## BEGIN Raw records

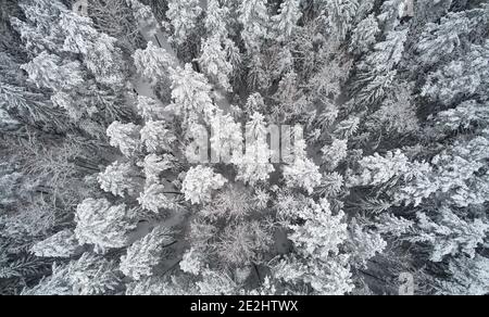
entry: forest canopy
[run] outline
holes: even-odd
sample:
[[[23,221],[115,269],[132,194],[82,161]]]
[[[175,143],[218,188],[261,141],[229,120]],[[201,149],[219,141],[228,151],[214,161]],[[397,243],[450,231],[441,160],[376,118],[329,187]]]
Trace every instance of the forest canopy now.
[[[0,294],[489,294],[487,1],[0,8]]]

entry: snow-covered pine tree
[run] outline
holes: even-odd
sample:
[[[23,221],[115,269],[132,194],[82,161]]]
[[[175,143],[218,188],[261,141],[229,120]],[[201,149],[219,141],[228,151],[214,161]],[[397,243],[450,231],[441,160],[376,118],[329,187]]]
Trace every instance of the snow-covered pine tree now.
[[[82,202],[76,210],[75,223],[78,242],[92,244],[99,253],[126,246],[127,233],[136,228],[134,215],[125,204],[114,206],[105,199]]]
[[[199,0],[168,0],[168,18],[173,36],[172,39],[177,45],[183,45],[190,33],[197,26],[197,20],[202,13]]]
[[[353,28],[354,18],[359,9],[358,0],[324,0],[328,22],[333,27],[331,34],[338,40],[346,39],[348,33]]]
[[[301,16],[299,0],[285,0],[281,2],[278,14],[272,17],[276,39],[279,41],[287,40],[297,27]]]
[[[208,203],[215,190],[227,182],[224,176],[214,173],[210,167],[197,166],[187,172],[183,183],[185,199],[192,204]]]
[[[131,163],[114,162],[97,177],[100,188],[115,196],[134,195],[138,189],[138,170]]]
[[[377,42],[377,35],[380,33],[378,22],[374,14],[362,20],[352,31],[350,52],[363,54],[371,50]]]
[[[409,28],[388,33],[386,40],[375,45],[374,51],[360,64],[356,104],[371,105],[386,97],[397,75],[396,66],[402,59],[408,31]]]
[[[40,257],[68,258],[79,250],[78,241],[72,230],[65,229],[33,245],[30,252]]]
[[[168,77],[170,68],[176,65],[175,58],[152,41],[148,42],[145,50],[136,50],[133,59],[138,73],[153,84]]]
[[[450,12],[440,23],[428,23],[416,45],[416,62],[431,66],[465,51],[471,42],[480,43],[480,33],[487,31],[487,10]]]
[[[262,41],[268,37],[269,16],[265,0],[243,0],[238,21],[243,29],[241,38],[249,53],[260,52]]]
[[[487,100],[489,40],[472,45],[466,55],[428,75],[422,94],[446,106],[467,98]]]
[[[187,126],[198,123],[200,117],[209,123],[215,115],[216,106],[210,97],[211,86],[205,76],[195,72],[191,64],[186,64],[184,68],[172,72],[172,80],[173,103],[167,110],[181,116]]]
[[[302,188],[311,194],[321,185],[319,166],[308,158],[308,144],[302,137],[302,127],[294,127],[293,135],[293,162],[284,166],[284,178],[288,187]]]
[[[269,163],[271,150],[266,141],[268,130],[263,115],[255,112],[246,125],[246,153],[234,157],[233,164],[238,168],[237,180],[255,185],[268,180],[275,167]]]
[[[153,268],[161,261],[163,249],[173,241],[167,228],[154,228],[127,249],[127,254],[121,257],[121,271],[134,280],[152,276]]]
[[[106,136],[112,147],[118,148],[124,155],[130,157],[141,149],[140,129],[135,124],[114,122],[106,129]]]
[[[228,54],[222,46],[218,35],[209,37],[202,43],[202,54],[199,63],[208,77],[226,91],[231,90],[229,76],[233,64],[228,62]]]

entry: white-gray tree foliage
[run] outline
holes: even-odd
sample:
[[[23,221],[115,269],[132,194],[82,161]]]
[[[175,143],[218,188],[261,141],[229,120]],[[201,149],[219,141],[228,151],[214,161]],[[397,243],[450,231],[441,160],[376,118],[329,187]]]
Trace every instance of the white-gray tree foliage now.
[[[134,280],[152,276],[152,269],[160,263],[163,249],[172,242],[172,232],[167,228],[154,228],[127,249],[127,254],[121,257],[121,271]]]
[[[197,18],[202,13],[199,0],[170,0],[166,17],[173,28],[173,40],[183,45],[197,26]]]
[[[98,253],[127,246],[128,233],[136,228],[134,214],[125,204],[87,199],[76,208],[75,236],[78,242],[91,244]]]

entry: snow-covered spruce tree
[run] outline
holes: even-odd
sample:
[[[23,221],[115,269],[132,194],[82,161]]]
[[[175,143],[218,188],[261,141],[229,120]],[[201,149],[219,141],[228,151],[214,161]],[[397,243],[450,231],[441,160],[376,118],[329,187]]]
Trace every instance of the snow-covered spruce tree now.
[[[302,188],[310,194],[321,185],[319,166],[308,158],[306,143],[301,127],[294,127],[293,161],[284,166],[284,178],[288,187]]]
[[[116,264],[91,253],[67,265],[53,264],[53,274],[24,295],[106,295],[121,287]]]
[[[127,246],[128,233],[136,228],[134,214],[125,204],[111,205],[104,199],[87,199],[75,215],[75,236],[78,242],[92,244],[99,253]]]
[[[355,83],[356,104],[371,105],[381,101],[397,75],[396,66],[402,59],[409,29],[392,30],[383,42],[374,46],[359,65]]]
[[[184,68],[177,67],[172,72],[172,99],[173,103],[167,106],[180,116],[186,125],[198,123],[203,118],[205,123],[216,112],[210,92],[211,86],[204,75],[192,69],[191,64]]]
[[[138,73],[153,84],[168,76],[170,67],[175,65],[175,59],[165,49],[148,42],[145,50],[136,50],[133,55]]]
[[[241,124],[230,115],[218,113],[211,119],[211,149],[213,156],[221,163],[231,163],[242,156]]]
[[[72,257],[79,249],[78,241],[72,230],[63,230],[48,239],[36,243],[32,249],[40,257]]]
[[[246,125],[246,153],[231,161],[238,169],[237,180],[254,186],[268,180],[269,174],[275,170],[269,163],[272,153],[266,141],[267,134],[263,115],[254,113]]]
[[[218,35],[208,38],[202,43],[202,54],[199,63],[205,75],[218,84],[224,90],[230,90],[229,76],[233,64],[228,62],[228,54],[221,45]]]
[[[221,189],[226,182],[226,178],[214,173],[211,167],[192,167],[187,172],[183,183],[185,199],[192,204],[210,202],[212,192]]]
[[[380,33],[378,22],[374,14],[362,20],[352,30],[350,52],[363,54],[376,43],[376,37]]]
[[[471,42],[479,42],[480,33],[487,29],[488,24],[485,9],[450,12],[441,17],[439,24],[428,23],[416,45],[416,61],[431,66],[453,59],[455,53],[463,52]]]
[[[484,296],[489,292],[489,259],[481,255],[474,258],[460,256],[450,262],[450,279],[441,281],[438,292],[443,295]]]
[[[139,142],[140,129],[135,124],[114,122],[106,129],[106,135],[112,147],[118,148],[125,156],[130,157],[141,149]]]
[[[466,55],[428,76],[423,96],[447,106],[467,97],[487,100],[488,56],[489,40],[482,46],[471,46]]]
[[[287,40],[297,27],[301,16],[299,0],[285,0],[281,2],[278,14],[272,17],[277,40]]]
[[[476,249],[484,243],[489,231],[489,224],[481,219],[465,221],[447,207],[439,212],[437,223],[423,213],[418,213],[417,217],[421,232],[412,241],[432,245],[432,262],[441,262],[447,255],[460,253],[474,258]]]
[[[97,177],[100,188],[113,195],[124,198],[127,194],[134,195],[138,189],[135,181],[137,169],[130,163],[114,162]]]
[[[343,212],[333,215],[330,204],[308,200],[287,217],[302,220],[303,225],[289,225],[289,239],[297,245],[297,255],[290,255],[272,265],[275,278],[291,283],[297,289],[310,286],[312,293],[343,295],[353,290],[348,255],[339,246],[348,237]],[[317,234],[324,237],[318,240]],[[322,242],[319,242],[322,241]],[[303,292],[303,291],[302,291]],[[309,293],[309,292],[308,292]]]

## END Raw records

Pull out every line of the material above that contains the word "Trace", matching case exactly.

Trace every instance of the forest canopy now.
Trace every instance of the snow-covered pine tree now.
Trace every instance of the white-gray tree foliage now.
Trace every instance of the snow-covered spruce tree now.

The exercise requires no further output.